◆ **HOW TO COMPLETE THIS TASK**
Below are entries. Copy exactly the lines running from the line that holds "Phrase: black fur" to the line that holds "duck with a point.", with both ends included.

◆ **AVAILABLE DATA**
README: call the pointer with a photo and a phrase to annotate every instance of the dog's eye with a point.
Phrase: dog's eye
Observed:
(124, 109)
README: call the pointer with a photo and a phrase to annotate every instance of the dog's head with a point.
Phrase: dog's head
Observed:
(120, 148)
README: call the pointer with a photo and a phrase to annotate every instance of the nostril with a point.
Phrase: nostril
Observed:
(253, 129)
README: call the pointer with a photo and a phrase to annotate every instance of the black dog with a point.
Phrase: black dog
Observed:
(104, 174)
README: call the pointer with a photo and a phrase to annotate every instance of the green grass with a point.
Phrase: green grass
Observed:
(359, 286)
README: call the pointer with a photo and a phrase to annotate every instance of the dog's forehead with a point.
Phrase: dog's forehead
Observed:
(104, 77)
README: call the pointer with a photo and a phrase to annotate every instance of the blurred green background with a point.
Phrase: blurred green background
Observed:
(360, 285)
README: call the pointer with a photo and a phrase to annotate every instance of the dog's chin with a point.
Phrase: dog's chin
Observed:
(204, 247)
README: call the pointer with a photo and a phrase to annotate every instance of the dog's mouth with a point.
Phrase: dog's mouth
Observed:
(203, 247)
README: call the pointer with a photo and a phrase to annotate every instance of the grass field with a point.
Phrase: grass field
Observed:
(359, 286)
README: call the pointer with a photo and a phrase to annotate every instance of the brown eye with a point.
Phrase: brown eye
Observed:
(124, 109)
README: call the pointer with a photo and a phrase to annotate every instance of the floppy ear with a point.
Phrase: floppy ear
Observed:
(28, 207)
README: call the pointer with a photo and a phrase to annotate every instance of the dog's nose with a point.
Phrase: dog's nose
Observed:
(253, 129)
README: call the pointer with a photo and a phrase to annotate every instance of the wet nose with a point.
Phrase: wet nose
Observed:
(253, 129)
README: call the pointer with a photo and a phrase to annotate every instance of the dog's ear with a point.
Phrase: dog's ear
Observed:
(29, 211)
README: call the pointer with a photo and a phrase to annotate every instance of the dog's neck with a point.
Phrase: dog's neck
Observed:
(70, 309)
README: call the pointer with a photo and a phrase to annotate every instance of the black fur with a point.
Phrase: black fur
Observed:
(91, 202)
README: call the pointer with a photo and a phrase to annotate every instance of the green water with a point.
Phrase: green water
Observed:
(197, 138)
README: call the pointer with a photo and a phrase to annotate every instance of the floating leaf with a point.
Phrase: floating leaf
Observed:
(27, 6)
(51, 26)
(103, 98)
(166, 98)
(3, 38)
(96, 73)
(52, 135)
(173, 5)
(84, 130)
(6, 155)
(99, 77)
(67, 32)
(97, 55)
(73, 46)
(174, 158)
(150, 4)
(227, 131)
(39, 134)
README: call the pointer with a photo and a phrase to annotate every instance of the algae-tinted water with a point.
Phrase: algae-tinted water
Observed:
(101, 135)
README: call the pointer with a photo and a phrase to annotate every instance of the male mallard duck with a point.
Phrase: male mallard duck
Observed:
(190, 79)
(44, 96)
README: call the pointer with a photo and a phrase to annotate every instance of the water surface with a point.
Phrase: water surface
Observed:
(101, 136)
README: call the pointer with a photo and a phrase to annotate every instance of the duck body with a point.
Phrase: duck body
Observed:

◆ **ANSWER BELOW**
Phrase: black fur
Observed:
(91, 202)
README: call the pointer with a photo and a phrase to annotate every instance of the green water with a point.
Phrase: green water
Observed:
(197, 138)
README: call the pointer with a photo and a phrase to annotate every instance of the floating leaf with a point.
Phrase: floating leaf
Observed:
(27, 6)
(51, 26)
(103, 98)
(166, 98)
(3, 38)
(96, 73)
(52, 135)
(173, 5)
(84, 130)
(6, 155)
(99, 77)
(67, 32)
(97, 55)
(73, 46)
(174, 158)
(150, 4)
(227, 131)
(39, 134)
README: call the pointer with a photo and a phrase to annotate every instance of the algae-tinted water with a point.
Phrase: algae-tinted water
Observed:
(101, 135)
README: call the pointer with a photo and a phrase to annotate every instance of the male mallard duck with a point.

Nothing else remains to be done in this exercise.